* Requirement:
Output every line of the data below verbatim, with no changes.

<<<<

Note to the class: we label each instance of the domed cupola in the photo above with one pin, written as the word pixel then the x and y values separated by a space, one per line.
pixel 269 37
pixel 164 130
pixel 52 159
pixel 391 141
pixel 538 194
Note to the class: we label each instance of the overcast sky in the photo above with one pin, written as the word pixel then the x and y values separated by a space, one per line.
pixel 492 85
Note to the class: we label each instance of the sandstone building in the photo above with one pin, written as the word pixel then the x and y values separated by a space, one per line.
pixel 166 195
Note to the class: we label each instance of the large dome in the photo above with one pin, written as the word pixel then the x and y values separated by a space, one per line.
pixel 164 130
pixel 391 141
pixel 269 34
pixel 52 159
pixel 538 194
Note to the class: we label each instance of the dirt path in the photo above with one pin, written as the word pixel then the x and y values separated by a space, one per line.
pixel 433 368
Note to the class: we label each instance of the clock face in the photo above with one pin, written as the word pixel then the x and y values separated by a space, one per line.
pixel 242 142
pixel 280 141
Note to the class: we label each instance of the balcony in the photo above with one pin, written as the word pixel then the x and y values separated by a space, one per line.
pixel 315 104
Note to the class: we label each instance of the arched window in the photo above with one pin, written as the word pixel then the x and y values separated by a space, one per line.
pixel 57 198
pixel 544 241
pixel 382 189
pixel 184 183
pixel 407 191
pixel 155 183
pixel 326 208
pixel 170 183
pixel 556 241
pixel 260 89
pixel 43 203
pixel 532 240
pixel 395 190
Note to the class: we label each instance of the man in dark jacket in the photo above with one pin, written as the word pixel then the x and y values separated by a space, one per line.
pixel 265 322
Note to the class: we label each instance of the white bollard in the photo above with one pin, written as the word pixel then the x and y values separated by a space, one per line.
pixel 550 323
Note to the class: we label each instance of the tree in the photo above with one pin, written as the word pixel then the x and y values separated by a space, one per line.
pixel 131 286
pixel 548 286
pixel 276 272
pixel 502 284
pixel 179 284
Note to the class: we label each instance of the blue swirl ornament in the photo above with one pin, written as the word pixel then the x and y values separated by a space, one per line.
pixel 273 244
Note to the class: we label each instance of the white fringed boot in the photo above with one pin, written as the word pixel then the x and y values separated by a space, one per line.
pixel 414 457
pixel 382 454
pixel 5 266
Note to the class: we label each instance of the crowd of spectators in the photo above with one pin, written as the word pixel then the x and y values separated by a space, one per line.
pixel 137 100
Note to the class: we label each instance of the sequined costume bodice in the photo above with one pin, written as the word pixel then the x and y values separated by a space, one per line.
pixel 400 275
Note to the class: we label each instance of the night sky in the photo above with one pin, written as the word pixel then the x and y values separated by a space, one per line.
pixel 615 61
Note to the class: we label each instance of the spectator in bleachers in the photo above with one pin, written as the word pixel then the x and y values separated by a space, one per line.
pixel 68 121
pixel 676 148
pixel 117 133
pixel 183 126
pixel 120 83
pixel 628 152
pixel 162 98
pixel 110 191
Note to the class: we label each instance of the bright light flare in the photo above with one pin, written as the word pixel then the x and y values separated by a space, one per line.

>>>>

* Answer to the task:
Note to the class: we label each instance of the domed cupola in the photo above with one pin, written as the word pixel then the x and y values separated by a space, one per line.
pixel 269 37
pixel 164 130
pixel 52 159
pixel 391 141
pixel 538 194
Note to the class: we label each instance of the overcast sky in the photo above with one pin, written as the word pixel then the x and y values separated by a space, one per line.
pixel 492 85
Note to the class: we label each instance of the sandstone building in the photo above with one pin, written as the word pixel then the x and y values separated by a space, one per line.
pixel 166 195
Note to the class: we label each instance of the large dome in the photo above with one pin, written as the word pixel then the x and y values separated by a space, one per line.
pixel 164 130
pixel 391 141
pixel 269 34
pixel 52 159
pixel 538 194
Note to the class: we label each instance of the dirt path in the photo above with one pin, written as the word pixel then the x and y values separated by a space, one per line.
pixel 433 368
Note to the class: we label each instance of the clock face in the photo above with one pin, written as the word pixel then the x and y values separated by a space, one per line.
pixel 242 142
pixel 280 141
Note to the class: we label each instance of the balcony in the photo above with one pin, written as the word pixel then the x and y values separated by a space, one per line.
pixel 315 104
Note to the class: we label each instance of the arched window in the photo above with one pin, written as the word pixel then the x and y values separated by a space, one per line.
pixel 57 198
pixel 544 241
pixel 382 189
pixel 184 183
pixel 407 191
pixel 155 183
pixel 326 208
pixel 170 183
pixel 556 241
pixel 260 89
pixel 43 203
pixel 532 240
pixel 395 190
Note to the class: we label each instance of the man in dark jacket in the photo above with one pin, written as the word pixel then the x and y values separated by a space, one per line.
pixel 265 322
Note to the class: we label each instance of the white bollard in the photo above with one pin, written as the word pixel then the x and y values separated by a space, one per line.
pixel 550 323
Note to the class: we label each instance of the tree in the photo above with one pin, written as the word pixel then the x and y values separated by a space, one per line.
pixel 131 286
pixel 548 286
pixel 276 272
pixel 502 284
pixel 179 284
Note to the class: we label each instance of the blue swirl ornament in the photo above with one pin, written as the word pixel then the x and y values separated by a space, one per line.
pixel 273 244
Note to the class: we label each instance of the white fringed boot in the photo above with one pin, written as the word pixel then the x and y values separated by a space, one per line.
pixel 414 457
pixel 382 454
pixel 5 266
Note to the class: we label each instance of the crowd of spectators in the photo above with one pin, written as the word pixel then the x and y values separated by a space, one per line.
pixel 137 100
Note to the class: we label each instance of the sequined costume bodice in the photo above with one pin, written as the word pixel then the x and y values separated by a space, one per line.
pixel 400 275
Note to the class: we label each instance of the night sky in the photo above with one pin, written as the word pixel then the x and y values separated by a space, one per line.
pixel 615 61
Note to the class: we label each instance of the spectator in bleachers in the photo above with one pin, written as the word pixel then the x and y values separated by a space, one per line.
pixel 68 121
pixel 676 148
pixel 117 133
pixel 183 126
pixel 120 83
pixel 628 152
pixel 162 98
pixel 110 191
Note to the class: we label each instance of the bright light flare in the photo above with one pin, written as the word pixel then the x and y values separated by a space, one per line.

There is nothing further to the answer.